• **Your objective**:
Take the line containing "Report one point per instance of the man in dark shirt" and every line after it in the data below, and print them exactly as given, with nothing else.

• **Entries supplied**:

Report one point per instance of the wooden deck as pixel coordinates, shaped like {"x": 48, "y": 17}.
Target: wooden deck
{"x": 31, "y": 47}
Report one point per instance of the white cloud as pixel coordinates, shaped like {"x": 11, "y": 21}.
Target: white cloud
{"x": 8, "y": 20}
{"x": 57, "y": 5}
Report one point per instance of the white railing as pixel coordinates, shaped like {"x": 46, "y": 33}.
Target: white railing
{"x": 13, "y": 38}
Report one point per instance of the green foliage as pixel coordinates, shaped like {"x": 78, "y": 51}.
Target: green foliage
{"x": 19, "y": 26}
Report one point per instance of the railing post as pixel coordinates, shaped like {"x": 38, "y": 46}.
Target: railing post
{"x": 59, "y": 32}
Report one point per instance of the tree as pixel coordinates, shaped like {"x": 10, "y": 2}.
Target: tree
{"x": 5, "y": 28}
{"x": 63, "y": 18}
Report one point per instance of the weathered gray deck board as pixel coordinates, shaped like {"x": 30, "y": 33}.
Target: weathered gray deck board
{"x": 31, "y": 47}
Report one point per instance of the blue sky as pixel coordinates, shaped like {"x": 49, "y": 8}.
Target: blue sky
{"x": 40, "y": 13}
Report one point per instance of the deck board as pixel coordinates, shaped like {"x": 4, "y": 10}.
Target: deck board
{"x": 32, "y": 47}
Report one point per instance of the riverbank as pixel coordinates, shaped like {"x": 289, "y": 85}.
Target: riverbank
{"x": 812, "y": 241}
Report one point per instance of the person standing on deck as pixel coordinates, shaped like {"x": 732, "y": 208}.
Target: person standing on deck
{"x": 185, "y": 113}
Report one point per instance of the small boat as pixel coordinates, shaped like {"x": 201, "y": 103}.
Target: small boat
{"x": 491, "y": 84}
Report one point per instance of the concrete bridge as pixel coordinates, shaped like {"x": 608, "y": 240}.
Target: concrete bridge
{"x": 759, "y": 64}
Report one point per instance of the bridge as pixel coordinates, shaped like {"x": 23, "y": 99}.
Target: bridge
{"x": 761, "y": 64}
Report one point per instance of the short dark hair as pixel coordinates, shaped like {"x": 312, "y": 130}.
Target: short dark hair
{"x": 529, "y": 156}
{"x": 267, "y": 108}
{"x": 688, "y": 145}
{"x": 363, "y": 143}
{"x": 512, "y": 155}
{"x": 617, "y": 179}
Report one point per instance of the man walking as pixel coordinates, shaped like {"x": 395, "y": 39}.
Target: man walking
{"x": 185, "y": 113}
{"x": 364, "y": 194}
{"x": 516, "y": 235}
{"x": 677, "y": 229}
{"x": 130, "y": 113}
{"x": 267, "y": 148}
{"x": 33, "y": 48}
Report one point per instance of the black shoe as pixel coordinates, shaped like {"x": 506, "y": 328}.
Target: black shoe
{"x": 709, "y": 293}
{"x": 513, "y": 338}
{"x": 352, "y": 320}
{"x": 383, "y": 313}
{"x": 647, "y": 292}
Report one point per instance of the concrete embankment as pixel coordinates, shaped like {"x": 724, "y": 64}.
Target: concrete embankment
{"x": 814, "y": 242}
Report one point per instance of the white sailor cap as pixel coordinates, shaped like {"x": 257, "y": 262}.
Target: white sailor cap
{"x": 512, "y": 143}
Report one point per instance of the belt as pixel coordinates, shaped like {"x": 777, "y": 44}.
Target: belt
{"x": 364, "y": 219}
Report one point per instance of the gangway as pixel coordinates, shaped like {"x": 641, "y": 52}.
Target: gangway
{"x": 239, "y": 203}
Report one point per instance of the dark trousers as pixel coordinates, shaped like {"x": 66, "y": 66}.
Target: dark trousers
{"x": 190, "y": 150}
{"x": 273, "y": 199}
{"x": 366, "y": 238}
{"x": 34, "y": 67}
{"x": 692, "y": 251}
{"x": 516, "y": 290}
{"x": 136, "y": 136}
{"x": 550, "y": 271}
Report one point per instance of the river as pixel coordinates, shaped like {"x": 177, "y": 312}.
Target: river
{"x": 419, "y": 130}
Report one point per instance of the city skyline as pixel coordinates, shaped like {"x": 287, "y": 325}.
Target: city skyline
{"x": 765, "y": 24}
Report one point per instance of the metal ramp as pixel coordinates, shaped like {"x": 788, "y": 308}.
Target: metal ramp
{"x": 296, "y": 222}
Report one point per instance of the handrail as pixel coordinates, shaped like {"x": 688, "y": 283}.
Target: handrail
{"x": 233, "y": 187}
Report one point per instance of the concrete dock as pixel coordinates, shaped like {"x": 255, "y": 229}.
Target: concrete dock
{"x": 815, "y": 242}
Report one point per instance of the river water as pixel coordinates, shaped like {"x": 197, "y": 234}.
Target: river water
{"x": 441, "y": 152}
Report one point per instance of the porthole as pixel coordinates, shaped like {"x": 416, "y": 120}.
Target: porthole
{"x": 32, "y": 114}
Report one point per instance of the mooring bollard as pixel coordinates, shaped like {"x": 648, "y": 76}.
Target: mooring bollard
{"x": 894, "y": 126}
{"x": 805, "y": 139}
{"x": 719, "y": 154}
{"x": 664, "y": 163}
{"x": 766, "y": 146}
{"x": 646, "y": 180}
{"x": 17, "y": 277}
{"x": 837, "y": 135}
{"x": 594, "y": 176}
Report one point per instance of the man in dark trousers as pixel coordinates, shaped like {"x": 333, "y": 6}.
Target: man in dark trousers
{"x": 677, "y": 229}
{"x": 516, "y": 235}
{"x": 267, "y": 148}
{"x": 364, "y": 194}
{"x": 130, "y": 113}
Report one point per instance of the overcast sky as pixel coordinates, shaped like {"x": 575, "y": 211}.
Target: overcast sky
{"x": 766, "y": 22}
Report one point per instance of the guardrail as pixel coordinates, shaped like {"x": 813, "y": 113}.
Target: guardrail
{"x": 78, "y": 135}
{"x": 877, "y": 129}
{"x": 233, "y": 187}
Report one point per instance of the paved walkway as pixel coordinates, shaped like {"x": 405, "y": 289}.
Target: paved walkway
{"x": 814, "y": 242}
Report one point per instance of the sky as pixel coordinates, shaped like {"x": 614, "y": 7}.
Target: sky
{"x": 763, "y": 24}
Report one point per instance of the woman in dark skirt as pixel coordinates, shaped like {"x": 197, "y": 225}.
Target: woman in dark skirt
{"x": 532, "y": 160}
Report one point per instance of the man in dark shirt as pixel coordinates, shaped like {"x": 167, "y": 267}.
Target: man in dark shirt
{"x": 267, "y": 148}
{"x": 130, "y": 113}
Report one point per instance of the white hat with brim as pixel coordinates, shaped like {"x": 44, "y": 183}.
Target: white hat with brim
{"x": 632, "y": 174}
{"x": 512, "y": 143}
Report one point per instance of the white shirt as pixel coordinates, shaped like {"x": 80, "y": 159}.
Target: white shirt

• **The completed task**:
Report one point per instance of the man in dark shirt as pixel coordinates, shaped like {"x": 167, "y": 267}.
Target: man in dark shirt
{"x": 267, "y": 148}
{"x": 130, "y": 113}
Report one point per instance of the white hat with brim as pixel coordinates, shaped like {"x": 44, "y": 183}.
Target: white hat with brim
{"x": 632, "y": 174}
{"x": 512, "y": 143}
Report one point per instance of the white shirt as pixel coordinates, shaped like {"x": 80, "y": 159}.
Target: white shirt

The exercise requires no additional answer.